Extracted text
Suicide Prevention Day

Today is World Suicide Prevention Day. If you google suicide prevention you can find an exhaustive list of resources: websites, hot-lines, non-profits, to-do lists, etc.. You can also find all of the statistics. So I won’t bother telling you how many people take their own lives every year (an awful lot), or how much those numbers have grown over the past several years (exponentially), or how the pandemic is effecting those numbers (take a guess).

Instead, I will tell you that I have no idea what to actually do on World Suicide Prevention Day. If I think about it too much, my mind will travel down roads I really don’t want to navigate. Dark roads.

My best friend ended his life nine weeks ago, and I am still so heavy-laden with grief over his actions. But I’m not quite sure there could have been any prevention. When someone is in that darkest of places will they actually call a help-line? Will they stop to reach out to family and friends? Will they google suicide prevention? I don’t think so.

Maybe it’s my own defenses telling me that there is nothing anyone could’ve done differently. Nothing I personally could’ve done differently. Not in those last moments.

Raw data
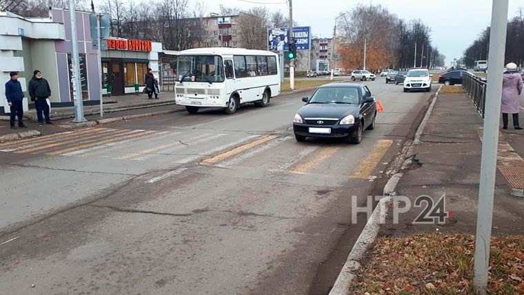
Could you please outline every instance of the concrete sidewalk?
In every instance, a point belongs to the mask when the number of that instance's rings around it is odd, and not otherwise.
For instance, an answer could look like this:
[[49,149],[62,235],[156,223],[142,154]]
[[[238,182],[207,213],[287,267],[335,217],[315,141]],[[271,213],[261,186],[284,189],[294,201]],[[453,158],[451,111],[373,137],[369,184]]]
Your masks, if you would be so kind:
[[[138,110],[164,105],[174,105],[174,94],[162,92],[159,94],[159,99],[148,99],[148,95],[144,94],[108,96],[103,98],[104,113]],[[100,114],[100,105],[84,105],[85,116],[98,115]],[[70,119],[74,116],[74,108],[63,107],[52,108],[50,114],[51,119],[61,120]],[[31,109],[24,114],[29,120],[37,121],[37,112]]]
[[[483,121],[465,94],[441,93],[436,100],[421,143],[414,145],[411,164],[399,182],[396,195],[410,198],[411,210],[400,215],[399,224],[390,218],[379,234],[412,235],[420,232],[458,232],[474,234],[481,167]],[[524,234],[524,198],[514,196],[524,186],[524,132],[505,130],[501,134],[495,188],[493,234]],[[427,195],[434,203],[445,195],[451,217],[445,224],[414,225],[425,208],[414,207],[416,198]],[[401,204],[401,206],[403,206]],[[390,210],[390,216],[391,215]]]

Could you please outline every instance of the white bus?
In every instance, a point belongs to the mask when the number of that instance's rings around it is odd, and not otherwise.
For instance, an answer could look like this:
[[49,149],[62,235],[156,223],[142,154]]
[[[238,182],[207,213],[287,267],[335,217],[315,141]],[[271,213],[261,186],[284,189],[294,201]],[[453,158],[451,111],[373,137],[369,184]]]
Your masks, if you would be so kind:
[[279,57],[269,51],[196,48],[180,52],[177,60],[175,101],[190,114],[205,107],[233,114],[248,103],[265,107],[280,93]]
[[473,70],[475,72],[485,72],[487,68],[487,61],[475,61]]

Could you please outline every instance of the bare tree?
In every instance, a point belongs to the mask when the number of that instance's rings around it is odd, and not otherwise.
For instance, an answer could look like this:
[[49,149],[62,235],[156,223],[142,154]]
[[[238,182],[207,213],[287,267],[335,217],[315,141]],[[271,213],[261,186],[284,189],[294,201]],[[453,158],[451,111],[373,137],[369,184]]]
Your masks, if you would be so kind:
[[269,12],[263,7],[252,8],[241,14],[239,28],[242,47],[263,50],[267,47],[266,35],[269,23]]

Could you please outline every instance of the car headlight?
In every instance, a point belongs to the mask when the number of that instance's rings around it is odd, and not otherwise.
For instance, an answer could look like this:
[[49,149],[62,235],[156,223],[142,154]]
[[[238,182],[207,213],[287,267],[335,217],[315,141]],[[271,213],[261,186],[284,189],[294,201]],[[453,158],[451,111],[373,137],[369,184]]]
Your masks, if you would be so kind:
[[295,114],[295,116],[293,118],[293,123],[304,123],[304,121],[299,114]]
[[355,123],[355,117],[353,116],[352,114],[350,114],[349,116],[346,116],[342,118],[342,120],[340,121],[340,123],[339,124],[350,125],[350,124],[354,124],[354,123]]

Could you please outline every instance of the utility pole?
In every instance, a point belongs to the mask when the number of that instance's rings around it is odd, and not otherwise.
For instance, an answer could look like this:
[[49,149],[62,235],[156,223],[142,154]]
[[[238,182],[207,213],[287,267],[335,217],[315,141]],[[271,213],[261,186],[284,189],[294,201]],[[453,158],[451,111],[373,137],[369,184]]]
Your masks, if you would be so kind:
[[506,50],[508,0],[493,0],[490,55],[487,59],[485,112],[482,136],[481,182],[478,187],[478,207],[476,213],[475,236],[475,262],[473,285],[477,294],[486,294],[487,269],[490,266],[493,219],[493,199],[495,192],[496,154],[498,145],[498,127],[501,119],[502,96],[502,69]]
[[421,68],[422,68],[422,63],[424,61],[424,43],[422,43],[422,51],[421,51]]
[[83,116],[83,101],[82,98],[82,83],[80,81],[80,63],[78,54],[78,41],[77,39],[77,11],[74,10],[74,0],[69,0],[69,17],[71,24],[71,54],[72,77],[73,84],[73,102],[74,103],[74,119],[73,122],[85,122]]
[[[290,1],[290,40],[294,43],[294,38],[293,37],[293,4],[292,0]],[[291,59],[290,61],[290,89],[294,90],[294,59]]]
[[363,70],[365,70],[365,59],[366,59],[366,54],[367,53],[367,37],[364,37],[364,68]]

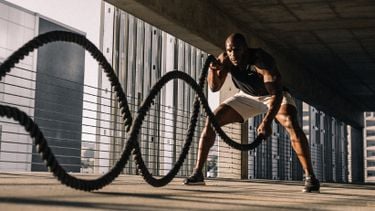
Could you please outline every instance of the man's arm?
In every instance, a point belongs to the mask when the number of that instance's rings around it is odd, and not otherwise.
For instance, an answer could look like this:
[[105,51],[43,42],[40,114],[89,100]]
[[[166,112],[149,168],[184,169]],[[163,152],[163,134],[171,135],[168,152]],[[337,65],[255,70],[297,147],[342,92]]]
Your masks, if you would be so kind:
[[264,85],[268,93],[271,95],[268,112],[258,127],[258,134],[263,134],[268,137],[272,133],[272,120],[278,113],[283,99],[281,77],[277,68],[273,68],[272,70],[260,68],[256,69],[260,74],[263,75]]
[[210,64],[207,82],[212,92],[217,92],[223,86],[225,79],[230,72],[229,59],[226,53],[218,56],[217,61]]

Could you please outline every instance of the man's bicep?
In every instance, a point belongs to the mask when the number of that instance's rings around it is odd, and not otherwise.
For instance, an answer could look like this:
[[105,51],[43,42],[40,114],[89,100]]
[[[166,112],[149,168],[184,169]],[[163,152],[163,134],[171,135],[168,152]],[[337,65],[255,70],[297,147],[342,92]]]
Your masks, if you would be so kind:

What this exercise asks
a – Decide whether each statement below agrees with the post about World Suicide Prevention Day, answering yes or no and quoting the words of the post that settle it. (i) The writer's best friend ended his life nine weeks ago. (ii) The writer gives the yearly number of people who take their own lives. (iii) The writer knows what to do on World Suicide Prevention Day.
b – Carry on the post about World Suicide Prevention Day from its final sentence.

Answer list
a –
(i) Yes: "My best friend ended his life nine weeks ago"
(ii) No: "So I won’t bother telling you how many people take their own lives every year"
(iii) No: "I have no idea what to actually do on World Suicide Prevention Day"

b –
But what about in the weeks, months, or years before? Should I have seen that what we both brushed off as bad days was really clinical depression? Should I have known that his growing anger at the world and the government was the sign of a looming mental health crisis? Should I have realized that the stillness and the isolation of Covid quarantine was too much for his traumatized inner child to bear? Should I have? Should I? Should?

I can should all over myself, and still have no answers to the three million questions in my mind. All I know is that I am still here. And if you’re reading this, then so are you. And even though I am currently slogging through this stormy sea of grief, I am just a message away if you need to talk to someone.

I know a lot of us are having a really hard time right now. And I also know that some of you have been visiting your own darkest places lately.

I can’t carry your load for you, because it’s heavy, and I have my own, but I can listen for a little while. And perhaps in those moments, we can lighten each other’s loads just a bit. Just enough to take a few deep breaths and to remember that we are still here. Live.

And as long as we keep going, and keep encouraging each other, and stay connected, every day might be suicide prevention day.